**DESCRIPTION OF THE TASK:** Return every item below line for line, leaving each one unaltered.
--- INPUT MATERIAL ---
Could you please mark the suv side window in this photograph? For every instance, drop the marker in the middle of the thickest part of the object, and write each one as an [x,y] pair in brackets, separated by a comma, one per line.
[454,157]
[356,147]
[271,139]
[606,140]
---
**COMPLETED EXERCISE:**
Could you please mark the suv side window in this photograph? For every instance, drop the marker in the middle of the thickest part of the object, and write each one as an [x,y] pair in brackets, separated by a comma, one per line.
[454,157]
[356,147]
[271,139]
[606,140]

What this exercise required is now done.